[Exercise task] Return each line from the items below that contains a word beginning with "stem".

[Material to process]
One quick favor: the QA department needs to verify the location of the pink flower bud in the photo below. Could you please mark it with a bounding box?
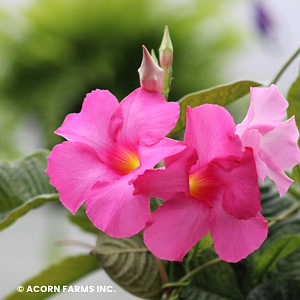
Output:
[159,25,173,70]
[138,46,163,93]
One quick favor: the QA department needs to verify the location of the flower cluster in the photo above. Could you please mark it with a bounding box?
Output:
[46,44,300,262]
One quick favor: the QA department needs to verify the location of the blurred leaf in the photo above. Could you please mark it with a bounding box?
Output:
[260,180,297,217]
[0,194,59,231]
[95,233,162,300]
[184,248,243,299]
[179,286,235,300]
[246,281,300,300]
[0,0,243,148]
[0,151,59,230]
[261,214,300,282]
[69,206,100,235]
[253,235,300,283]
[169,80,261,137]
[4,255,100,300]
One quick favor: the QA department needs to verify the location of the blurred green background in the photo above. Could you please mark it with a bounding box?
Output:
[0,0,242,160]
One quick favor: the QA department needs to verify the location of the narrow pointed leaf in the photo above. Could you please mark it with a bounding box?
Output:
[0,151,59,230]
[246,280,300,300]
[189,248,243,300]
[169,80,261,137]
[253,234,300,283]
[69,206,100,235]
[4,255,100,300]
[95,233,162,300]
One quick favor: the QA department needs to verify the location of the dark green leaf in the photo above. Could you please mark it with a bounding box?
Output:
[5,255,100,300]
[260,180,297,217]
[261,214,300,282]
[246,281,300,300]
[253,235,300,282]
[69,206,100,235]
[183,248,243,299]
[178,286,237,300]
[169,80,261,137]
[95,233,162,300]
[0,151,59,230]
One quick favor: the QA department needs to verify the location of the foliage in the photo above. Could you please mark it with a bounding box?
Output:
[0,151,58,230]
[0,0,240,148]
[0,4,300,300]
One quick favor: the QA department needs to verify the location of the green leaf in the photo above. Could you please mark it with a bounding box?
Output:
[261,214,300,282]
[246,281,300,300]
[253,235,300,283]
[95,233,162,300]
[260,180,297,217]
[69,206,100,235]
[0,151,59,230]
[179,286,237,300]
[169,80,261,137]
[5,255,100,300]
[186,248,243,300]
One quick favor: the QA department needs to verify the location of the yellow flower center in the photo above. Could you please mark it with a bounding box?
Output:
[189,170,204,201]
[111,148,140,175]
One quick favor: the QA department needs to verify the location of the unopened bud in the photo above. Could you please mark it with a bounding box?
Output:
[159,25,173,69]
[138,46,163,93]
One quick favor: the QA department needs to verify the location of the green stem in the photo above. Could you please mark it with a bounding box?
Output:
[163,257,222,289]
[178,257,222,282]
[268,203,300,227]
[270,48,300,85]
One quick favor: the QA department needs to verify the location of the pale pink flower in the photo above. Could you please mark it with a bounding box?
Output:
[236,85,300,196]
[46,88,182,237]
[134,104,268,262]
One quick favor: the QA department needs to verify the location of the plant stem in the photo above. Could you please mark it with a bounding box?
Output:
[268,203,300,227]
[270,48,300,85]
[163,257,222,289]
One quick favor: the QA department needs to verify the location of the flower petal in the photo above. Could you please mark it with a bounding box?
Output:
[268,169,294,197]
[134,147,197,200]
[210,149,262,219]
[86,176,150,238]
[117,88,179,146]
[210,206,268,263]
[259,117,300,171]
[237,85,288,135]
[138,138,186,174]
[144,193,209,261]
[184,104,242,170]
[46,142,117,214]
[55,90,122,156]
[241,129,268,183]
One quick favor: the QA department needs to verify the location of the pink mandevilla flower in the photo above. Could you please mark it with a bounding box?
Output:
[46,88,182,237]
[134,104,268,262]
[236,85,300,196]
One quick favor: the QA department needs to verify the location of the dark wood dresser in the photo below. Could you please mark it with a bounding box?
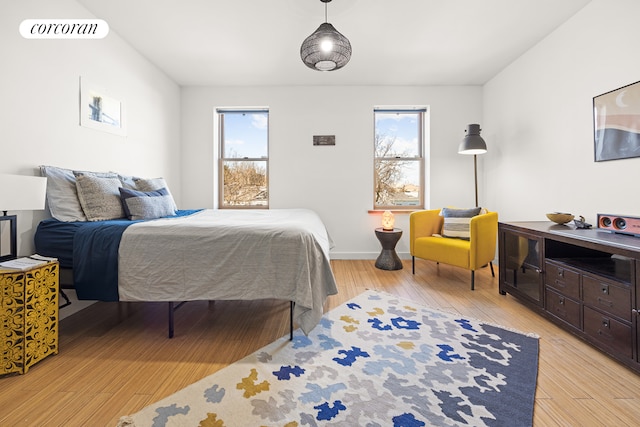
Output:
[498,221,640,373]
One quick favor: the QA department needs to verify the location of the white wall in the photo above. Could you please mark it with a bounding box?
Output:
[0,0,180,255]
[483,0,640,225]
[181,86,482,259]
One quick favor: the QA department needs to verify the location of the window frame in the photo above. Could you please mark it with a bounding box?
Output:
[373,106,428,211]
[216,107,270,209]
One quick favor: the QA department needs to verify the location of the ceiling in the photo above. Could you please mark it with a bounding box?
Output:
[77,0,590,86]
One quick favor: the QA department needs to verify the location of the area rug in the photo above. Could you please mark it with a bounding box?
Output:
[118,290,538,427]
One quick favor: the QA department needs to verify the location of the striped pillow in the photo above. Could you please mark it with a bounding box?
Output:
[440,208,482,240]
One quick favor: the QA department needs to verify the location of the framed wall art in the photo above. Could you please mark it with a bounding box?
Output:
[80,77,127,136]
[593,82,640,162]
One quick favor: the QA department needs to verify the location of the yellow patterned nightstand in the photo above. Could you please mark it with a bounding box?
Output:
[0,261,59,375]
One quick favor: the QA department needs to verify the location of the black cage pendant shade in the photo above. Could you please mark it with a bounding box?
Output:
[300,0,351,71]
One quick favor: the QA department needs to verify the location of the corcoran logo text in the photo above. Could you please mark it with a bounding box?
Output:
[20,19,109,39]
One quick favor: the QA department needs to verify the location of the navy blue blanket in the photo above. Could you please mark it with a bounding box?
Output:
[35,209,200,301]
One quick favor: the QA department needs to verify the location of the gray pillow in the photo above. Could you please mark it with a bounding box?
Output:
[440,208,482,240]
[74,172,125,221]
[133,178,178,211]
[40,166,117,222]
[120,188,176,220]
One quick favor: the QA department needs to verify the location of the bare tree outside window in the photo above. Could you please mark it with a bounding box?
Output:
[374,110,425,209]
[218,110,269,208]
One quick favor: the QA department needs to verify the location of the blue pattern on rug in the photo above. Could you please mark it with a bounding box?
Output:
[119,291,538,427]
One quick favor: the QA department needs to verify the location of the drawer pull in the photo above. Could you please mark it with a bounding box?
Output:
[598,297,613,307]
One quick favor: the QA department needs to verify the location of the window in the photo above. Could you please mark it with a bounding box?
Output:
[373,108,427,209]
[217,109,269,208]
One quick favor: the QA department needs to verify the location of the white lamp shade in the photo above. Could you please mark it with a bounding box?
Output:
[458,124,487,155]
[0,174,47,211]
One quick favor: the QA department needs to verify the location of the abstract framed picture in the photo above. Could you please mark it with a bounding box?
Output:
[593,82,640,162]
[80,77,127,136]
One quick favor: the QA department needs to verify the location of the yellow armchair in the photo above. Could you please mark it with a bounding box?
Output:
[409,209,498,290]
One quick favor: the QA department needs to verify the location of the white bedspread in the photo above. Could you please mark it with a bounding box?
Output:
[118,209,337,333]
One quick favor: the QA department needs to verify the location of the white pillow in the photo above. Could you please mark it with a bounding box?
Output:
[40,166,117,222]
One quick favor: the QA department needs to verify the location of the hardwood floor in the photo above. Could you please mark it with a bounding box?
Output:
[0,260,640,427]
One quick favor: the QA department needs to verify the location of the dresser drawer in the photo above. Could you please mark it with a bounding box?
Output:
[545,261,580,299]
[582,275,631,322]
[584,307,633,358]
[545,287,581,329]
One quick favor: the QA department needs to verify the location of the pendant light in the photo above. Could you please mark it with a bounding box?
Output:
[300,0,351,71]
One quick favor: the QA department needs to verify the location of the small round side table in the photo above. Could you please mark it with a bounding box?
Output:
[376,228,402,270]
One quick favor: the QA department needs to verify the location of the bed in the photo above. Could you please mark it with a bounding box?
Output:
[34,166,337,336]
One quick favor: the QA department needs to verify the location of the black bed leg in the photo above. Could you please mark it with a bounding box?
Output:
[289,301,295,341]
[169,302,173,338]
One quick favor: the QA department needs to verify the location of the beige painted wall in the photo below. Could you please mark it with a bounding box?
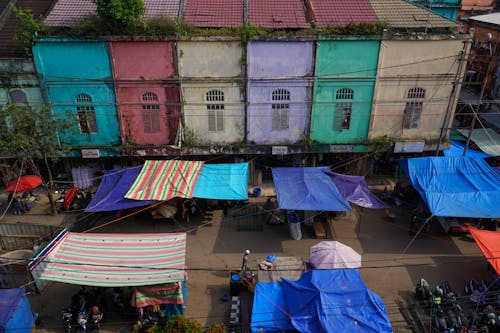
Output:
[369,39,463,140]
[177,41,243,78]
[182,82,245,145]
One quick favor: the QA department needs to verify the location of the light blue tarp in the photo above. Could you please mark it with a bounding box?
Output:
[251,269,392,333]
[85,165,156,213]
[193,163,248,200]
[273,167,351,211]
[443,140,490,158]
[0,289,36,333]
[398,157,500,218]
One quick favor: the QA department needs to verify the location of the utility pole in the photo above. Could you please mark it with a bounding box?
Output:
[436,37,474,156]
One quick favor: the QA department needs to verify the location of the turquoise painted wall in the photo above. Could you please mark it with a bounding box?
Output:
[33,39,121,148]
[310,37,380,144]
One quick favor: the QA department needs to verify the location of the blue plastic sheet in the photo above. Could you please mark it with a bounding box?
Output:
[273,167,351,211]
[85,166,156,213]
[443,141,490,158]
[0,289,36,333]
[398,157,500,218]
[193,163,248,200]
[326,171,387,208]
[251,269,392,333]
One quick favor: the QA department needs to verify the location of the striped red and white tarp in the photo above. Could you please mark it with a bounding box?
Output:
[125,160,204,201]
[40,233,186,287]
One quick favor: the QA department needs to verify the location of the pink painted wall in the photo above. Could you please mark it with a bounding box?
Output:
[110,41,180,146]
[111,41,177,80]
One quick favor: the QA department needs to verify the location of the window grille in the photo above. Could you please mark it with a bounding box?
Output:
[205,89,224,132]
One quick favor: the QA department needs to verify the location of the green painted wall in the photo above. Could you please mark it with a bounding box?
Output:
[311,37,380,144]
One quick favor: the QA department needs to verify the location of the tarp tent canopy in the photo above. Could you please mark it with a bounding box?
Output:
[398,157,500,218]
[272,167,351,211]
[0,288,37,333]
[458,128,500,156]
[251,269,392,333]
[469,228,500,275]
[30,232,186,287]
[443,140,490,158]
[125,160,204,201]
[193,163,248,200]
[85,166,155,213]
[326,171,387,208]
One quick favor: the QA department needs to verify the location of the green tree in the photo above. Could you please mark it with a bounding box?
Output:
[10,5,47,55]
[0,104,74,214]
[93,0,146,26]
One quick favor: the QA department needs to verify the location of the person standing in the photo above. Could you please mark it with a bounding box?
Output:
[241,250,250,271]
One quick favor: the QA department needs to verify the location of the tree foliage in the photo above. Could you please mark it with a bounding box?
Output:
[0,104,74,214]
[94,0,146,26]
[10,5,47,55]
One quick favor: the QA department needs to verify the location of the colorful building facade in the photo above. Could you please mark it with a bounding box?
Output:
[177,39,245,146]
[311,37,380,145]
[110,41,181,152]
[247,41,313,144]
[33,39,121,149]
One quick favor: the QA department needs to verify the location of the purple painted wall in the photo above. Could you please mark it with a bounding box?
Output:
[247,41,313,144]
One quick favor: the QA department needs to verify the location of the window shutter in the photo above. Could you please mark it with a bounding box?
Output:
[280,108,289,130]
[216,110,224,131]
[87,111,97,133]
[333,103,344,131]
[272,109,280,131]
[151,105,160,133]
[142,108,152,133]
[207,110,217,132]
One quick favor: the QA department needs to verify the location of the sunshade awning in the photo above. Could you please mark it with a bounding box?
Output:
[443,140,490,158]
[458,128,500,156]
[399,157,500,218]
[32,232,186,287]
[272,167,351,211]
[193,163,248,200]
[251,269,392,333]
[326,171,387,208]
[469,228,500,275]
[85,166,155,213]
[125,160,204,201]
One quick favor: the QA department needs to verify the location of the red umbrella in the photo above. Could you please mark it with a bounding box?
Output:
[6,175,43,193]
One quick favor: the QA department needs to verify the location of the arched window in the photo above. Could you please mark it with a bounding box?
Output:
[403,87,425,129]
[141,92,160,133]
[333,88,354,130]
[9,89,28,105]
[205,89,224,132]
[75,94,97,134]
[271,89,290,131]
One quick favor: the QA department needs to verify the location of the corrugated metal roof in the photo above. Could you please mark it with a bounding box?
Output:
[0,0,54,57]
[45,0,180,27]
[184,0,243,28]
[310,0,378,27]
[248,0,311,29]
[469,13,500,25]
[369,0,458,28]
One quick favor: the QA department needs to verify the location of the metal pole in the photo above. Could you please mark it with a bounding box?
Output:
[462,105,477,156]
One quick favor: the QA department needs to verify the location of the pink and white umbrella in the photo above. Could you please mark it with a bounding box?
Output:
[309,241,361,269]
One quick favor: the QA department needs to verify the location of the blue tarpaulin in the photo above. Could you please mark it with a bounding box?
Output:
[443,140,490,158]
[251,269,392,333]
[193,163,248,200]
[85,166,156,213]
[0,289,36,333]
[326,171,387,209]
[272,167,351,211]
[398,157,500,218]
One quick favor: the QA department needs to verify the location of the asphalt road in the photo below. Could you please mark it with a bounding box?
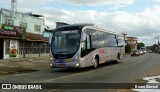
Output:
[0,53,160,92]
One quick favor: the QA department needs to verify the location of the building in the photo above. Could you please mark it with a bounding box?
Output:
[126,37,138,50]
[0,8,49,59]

[Reply to the task]
One quick favor: the QA department needs to verify the location of the green stem in the photo above. Could you please mark it with a bounding box?
One quick favor: the QA department needs to verify the location of the plant stem in the photo above. Could you please mark it with a bounding box?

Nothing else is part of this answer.